Stated exercise ->
Count the lines in the records below that contain the word "pair", and give only the number.

───── Data for processing

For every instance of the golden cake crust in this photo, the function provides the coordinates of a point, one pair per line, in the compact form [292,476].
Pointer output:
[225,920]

──────────
───── Data for processing

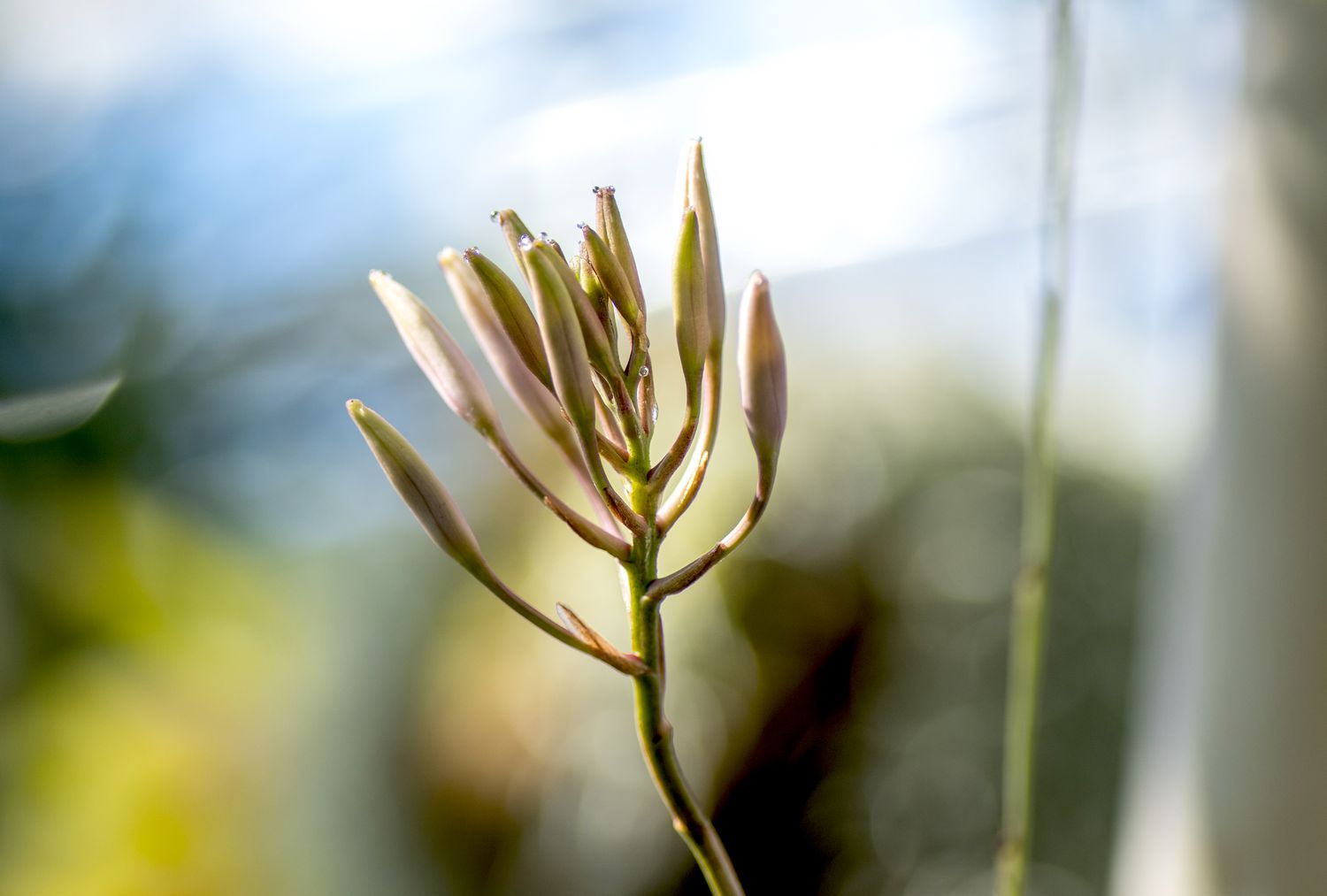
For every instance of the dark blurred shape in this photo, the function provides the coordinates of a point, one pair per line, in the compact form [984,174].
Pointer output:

──────────

Full response ->
2